Tarea → Según el fragmento sobre los bares dedicados a la gilda, ¿qué llevó a las fundadoras de La Gildería a abrir Gilda Haus? Explícalo en una o dos oraciones.

Consagrarse a la gilda, la nueva tendencia en bares (y clubes nocturnos)
La Gildería y Doble y Gilda, en Madrid, o Bar Gilda, en Zaragoza, son algunos de los bares en los que se rinde pleitesía a este pincho cuyo auge en los últimos años ha ido de la mano del resurgir del vermouth
Ahorrémonos las presentaciones. Insustituible en innumerables bares y restaurantes, la gilda no la necesita, aunque sí que le hacía falta algo de mimo, como antes se le dio a otras elaboraciones icónicas como las croquetas o la tortilla de patata. Al menos eso es lo que creen quienes, en los últimos años, han decidido reivindicarla y hacerla protagonista de sus locales. “Si no hubiera sido un bar en torno a la gilda y los vinagrillos, no hubiéramos abierto nada en hostelería”, cuenta Cristina Bonaga, de 34 años y dedicada, antes, al marketing digital. Ella y Yahaira Maravé, de 37 años y dj, han revolucionado la hora del aperitivo en La Latina con La Gildería, donde un sábado o domingo cualquiera venden alrededor de 500 gildas. “No esperábamos que funcionara tan bien y que se creara este impacto alrededor de La Gildería que generara abrir un proyecto más ambicioso como Gilda Haus”, añade Bonaga, sobre su segundo local al que se han lanzado junto con otros dos socios y en el que gildas y otros vinagrillos se toman hasta altas horas de la madrugada junto a tragos, mientras suena de fondo música electrónica.

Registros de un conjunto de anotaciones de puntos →
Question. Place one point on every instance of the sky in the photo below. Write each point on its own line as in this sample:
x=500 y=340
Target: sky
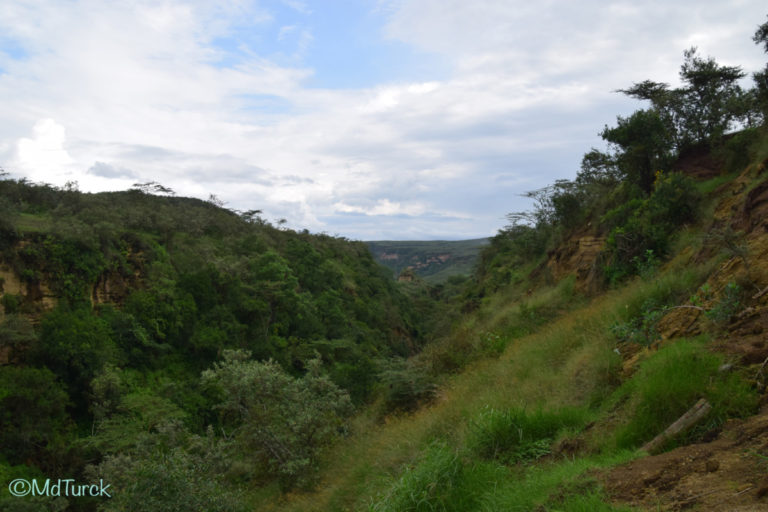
x=368 y=119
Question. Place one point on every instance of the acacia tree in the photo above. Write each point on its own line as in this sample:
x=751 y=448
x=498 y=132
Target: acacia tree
x=281 y=421
x=707 y=106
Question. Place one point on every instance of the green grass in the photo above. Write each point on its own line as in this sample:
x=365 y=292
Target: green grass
x=517 y=434
x=434 y=261
x=670 y=382
x=486 y=442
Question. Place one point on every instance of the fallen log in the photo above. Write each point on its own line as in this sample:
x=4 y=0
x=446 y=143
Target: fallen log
x=694 y=414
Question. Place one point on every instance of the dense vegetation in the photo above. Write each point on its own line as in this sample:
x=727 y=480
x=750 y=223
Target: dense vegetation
x=434 y=261
x=125 y=298
x=198 y=358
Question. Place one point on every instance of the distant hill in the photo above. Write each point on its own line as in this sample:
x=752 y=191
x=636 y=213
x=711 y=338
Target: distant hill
x=435 y=261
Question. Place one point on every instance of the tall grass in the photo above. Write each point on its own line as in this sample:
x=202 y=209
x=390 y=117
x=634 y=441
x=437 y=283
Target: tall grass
x=505 y=410
x=516 y=434
x=670 y=382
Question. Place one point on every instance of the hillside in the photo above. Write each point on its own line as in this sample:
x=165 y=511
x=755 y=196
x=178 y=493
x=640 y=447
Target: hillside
x=434 y=261
x=607 y=353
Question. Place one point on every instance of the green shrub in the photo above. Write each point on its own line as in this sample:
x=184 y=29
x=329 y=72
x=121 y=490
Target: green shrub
x=406 y=385
x=643 y=228
x=282 y=422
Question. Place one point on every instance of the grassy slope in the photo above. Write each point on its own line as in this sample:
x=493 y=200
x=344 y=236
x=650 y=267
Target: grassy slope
x=568 y=360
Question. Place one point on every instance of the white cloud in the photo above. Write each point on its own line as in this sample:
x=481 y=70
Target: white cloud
x=115 y=92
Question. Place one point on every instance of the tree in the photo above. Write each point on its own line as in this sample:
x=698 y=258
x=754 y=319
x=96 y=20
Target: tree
x=281 y=421
x=644 y=147
x=707 y=106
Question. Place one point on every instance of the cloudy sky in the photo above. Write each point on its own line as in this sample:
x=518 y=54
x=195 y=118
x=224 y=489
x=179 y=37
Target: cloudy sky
x=370 y=119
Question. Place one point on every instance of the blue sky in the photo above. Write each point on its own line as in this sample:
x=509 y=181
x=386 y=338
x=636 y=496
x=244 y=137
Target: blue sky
x=370 y=119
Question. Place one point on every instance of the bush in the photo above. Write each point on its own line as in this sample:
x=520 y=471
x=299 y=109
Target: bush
x=439 y=481
x=670 y=382
x=644 y=227
x=406 y=385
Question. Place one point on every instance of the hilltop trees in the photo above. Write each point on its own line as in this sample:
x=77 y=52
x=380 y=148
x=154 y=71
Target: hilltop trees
x=708 y=104
x=761 y=77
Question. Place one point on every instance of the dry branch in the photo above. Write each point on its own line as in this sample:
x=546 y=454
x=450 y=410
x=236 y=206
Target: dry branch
x=694 y=414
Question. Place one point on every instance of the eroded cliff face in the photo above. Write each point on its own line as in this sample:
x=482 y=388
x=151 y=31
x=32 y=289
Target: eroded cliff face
x=578 y=256
x=723 y=473
x=34 y=298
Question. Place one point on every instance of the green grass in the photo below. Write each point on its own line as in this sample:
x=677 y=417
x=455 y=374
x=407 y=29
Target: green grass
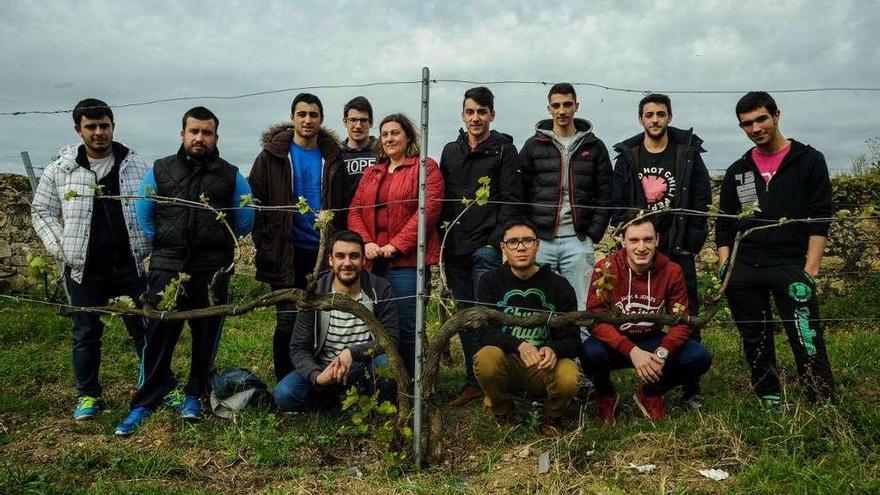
x=802 y=448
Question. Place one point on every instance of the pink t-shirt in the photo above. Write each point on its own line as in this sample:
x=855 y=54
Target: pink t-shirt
x=769 y=164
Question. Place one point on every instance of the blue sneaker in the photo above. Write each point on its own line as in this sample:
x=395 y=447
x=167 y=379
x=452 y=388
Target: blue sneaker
x=86 y=407
x=134 y=419
x=174 y=399
x=191 y=408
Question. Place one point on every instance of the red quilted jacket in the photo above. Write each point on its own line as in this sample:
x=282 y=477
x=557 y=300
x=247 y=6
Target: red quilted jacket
x=403 y=215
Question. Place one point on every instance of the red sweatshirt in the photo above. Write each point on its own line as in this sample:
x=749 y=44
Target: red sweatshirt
x=655 y=291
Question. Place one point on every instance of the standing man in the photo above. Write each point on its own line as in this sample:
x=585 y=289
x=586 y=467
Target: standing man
x=192 y=249
x=473 y=238
x=781 y=261
x=644 y=281
x=357 y=150
x=567 y=175
x=662 y=168
x=333 y=350
x=299 y=159
x=537 y=361
x=97 y=242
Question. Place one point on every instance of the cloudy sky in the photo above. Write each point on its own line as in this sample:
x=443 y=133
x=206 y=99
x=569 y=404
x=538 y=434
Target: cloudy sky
x=56 y=53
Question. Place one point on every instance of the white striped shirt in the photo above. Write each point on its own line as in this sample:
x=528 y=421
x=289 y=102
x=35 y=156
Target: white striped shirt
x=345 y=331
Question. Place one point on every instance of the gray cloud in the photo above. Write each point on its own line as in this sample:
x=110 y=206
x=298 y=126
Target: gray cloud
x=122 y=52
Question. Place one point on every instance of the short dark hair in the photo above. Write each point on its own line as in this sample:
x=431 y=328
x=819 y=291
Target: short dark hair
x=518 y=222
x=658 y=99
x=633 y=221
x=482 y=95
x=91 y=108
x=200 y=113
x=345 y=236
x=562 y=89
x=359 y=103
x=413 y=147
x=754 y=100
x=307 y=98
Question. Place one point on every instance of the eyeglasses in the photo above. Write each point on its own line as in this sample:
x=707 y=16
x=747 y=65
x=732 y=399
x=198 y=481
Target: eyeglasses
x=745 y=124
x=513 y=242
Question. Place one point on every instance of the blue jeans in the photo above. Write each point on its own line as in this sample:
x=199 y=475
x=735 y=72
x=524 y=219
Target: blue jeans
x=463 y=274
x=689 y=361
x=156 y=378
x=96 y=289
x=573 y=259
x=403 y=283
x=296 y=393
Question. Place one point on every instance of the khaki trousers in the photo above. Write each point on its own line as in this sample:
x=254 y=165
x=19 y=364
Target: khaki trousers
x=501 y=375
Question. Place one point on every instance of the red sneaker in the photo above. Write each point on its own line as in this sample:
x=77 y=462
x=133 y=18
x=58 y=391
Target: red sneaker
x=606 y=406
x=651 y=407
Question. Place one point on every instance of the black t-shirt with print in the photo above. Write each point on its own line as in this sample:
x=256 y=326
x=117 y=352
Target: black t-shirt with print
x=656 y=173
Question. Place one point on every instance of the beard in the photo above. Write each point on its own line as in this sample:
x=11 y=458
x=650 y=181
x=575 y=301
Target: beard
x=656 y=133
x=348 y=282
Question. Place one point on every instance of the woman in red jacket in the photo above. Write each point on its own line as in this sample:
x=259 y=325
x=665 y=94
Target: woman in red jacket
x=384 y=212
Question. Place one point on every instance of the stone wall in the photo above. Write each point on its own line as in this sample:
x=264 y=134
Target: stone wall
x=17 y=236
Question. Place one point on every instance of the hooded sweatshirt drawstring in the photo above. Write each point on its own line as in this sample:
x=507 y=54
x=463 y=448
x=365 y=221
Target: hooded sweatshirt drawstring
x=629 y=289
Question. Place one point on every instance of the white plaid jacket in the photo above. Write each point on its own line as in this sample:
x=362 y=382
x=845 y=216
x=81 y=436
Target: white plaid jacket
x=64 y=224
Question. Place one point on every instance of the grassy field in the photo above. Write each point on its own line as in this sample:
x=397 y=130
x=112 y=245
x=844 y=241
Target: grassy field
x=802 y=448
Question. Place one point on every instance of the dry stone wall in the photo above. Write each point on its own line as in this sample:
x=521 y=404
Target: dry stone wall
x=17 y=236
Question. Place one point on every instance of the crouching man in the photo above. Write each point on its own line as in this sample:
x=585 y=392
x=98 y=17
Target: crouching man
x=536 y=361
x=644 y=281
x=333 y=350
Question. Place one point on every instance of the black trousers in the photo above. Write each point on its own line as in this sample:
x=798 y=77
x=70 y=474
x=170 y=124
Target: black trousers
x=794 y=293
x=691 y=387
x=285 y=313
x=156 y=378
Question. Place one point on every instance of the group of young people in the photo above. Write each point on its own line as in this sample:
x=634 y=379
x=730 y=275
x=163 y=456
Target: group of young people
x=529 y=249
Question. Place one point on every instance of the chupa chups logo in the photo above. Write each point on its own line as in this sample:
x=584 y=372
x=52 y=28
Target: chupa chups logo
x=800 y=292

Respuesta → La Gildería funcionó mucho mejor de lo que esperaban y generó a su alrededor un impacto que las llevó a abrir Gilda Haus, un proyecto más ambicioso.